::: DOCUMENT TEXT
Page MenuHomePhabricator

WDQS embedding gives strange results.
Closed, ResolvedPublic

Description

The embedding of graphs from WDQS in Scholia has since around 14 May 2018 produced spurious results. The errors are not necessarily reproducible.

Often we now get "Server Error" with "Rate limit exceeded" or "Unable to display result" where we rarely before experienced these problems.

At other times there is a strange spurious result returned with id, label and description even though the SPARQL query should return something entirely different. We have seen the case for, e.g., https://tools.wmflabs.org/scholia/author/Q8219 in the panel "Number of pages per year". Sometimes a reload will fix the problem. It is as if we get another result from a wrong cache.

Event Timeline

Restricted Application added a subscriber: Aklapper. · View Herald TranscriptMay 15 2018, 10:17 AM

Probably a rate limit @Gehel .
You should only run the queries when they are visible for the user to avoid running multiple queries at the same time....

Restricted Application added projects: Wikidata, Discovery. · View Herald TranscriptMay 15 2018, 10:25 AM

@Fnielsen, we could add the JavaScript to run the queries in a way that it only runs when the <div> is visible... e.g. with something like this: https://github.com/shaunbowe/jquery.visibilityChanged

Probably a rate limit @Gehel .
You should only run the queries when they are visible for the user to avoid running multiple queries at the same time....
::::::
::: DATA ENTRIES
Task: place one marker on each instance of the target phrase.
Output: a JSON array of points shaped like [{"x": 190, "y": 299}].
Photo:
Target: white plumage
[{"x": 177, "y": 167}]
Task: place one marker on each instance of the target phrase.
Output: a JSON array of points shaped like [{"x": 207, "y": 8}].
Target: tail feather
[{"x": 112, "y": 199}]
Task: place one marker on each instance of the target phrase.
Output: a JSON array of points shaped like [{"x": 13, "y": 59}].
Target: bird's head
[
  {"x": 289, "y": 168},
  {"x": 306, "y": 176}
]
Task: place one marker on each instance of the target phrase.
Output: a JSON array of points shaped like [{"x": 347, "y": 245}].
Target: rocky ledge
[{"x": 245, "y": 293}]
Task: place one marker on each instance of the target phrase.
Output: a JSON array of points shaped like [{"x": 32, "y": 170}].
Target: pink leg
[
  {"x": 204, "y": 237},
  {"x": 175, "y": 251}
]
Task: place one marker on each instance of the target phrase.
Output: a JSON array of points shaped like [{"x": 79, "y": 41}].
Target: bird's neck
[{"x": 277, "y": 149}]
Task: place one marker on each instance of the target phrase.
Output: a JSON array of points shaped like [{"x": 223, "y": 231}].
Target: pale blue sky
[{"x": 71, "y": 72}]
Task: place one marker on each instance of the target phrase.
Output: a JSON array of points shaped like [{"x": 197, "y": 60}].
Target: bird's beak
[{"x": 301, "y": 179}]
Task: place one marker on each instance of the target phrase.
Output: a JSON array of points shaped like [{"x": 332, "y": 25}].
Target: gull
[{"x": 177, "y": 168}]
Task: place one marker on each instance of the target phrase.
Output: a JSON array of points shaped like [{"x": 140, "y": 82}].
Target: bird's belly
::::::
Write what comes next in the Phabricator thread on WDQS embedding in Scholia, beginning after its final comment. These items have no connection to the Phabricator thread on WDQS embedding in Scholia.

The "Rate limit exceeded" is definitely a rate limit issue. Making sure the requests are sent serially would certainly help. Just running them when the related <div/> is visible is probably good enough, and would most probably reduce the load on the WDQS servers.

Looking at the requests made from https://tools.wmflabs.org/scholia/author/Q8219, I see that at least some of the requests generating an HTTP 500 seem to have a syntax issue, leading to a java.lang.IllegalArgumentException: Non-aggregate variable in select expression: work. Those request should result in an HTTP 400, but that's probably non trivial to fix on our side. @Smalyshev might have an idea to fix the HTTP status, but the root issue seems to be the query.

"HTTP 500 seem to have a syntax issue". So I suppose it might be an issue my SPARQL? (I see that the work variable is not returned in one SELECT, but it seems strange to me that it is usually working...)

Gehel added a comment.May 17 2018, 1:37 PM

"HTTP 500 seem to have a syntax issue". So I suppose it might be an issue my SPARQL? (I see that the work variable is not returned in one SELECT, but it seems strange to me that it is usually working...)

Emphasis on the seem, I'm entirely unsure of my analysis here :) But there is something wrong, either on the query side, or in the way blazegraph processes that query.

So there are several issues at work here:

  • To get good suggestions for the query helper, we try to modify the query, and add the first variable bound in the query body to the SELECT clause. That doesn’t work for grouped queries, of course.
  • On embed.html, we try to get these suggestions to populate the tag cloud, even though there’s no tag cloud on embed.html.

I’ll upload a patch to solve the second issue. The first one is much older.

Smalyshev triaged this task as High priority.May 18 2018, 7:46 PM

Yeah the first one deserves its own bug but the second one definitely needs urgent fix.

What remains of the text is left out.